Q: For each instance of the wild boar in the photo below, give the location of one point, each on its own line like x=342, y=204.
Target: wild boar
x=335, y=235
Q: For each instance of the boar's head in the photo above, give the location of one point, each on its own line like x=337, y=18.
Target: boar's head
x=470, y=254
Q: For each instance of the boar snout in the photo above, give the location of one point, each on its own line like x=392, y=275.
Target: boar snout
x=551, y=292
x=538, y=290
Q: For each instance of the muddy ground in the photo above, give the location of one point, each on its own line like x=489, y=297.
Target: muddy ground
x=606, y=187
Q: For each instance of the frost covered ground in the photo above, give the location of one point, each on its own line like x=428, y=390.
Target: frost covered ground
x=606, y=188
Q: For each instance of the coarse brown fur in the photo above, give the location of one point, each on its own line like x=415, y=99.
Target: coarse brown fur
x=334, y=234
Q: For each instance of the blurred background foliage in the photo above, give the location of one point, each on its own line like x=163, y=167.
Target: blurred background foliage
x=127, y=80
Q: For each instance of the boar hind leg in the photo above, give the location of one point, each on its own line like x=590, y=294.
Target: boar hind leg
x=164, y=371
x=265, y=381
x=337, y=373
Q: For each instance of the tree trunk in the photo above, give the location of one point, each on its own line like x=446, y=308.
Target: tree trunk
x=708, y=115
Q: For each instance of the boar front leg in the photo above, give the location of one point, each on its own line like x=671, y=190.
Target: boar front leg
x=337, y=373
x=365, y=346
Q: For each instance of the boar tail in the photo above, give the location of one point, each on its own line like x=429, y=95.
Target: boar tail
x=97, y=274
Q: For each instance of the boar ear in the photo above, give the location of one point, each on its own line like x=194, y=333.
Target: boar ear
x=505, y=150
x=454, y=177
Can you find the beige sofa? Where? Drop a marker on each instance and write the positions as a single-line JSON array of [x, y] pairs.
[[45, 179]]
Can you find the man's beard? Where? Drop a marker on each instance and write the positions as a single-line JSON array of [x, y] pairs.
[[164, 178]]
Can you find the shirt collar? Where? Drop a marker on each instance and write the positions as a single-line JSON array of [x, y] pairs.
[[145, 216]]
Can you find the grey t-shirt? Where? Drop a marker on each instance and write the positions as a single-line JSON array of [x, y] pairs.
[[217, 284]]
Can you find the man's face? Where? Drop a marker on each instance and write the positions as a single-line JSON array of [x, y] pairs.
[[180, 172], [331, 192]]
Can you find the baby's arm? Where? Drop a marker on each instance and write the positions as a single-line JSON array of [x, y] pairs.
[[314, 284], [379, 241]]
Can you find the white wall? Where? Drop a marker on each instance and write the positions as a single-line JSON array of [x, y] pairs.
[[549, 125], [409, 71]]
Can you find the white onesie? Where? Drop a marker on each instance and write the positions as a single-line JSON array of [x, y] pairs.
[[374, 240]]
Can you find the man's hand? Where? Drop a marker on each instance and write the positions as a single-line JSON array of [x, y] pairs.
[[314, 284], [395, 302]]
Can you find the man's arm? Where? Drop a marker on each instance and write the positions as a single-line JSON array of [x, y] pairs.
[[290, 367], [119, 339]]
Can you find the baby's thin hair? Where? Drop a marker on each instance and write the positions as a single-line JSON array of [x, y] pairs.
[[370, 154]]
━━━━━━━━
**ACTIVITY:** Write down all of the listing exactly.

**WRITTEN SOLUTION:**
Q: For each instance of the wild boar in the photo below, give the location of one point, each on its own line like x=342, y=204.
Target: wild boar
x=335, y=235
Q: For each instance of the boar's head in the photo above, give the location of one point, each on its own line like x=337, y=18.
Target: boar's head
x=470, y=254
Q: For each instance of the boar snout in the photo above, give the location of one point, each on its own line like x=392, y=275.
Target: boar snout
x=551, y=292
x=538, y=290
Q: For each instance of the muddy ground in the photo above, give the location of one point, each on its own line like x=489, y=297.
Target: muddy ground
x=606, y=187
Q: For each instance of the frost covered ground in the photo above, give the location of one point, each on its own line like x=428, y=390.
Target: frost covered ground
x=606, y=188
Q: For each instance of the coarse brown fur in the photo above, give the location of one point, each on its own line like x=415, y=99.
Target: coarse brown fur
x=334, y=234
Q: For each instance of the blurred background foliage in the photo above, give the location of one point, each on its own line like x=163, y=167.
Target: blurred background foliage
x=127, y=80
Q: For each instance of the boar hind leg in the photo above, give the location of one point, each on its own line like x=590, y=294.
Target: boar hind leg
x=164, y=371
x=265, y=381
x=337, y=373
Q: For each instance of the tree trunk in the photo above, give the location of one point, each on its own line like x=446, y=308.
Target: tree trunk
x=708, y=115
Q: For each instance of the boar front leg in the photo above, give the location of one point, each on its own line like x=671, y=190.
Target: boar front leg
x=337, y=373
x=365, y=346
Q: For each instance of the boar tail in the photo above, give the location of one point, each on its own line like x=429, y=95.
Target: boar tail
x=97, y=274
Q: For each instance of the boar ear in the photo above, give the location of one point, each on its own line like x=194, y=333.
Target: boar ear
x=505, y=150
x=454, y=177
Can you find the beige sofa? Where? Drop a marker on each instance and write the positions as a single-line JSON array of [x, y] pairs.
[[45, 179]]
Can you find the man's beard? Where? Drop a marker on each instance and write the positions as a single-line JSON array of [x, y] pairs.
[[164, 178]]
Can you find the shirt collar? Where? Drop a marker on each instance and write the positions as a single-line JSON array of [x, y] pairs.
[[145, 216]]
Can you find the grey t-shirt? Where? Drop a marker on each instance and write the positions as a single-line JSON array of [x, y] pairs.
[[217, 284]]
Can you find the man's face? Where? Drop a marker on each instance and write the positions as a single-line JSON array of [x, y] pairs.
[[180, 172], [331, 192]]
Can you find the baby's arm? Where? Drop a marker on each instance and write the positions as a single-line JSON array of [x, y] pairs.
[[314, 284], [379, 241]]
Can you find the white wall? Where? Drop a marker on each instance and write the positions as a single-line JSON array of [x, y] pairs.
[[549, 125], [409, 71]]
Can you find the white onesie? Where? Drop a marker on each instance and write the positions as a single-line JSON array of [x, y] pairs.
[[374, 240]]
Can you find the man's hand? Where? Drop a marker on each instance and write the positions as a single-line JSON array of [x, y] pairs.
[[314, 284], [395, 302]]
Can you find the man's arm? Where? Drop a marker on each instance and write the positions as a single-line JSON array of [x, y] pairs.
[[290, 367], [119, 339]]
Can you find the baby's thin hair? Where? Drop a marker on each instance and write the positions as a single-line JSON array of [x, y] pairs.
[[370, 154]]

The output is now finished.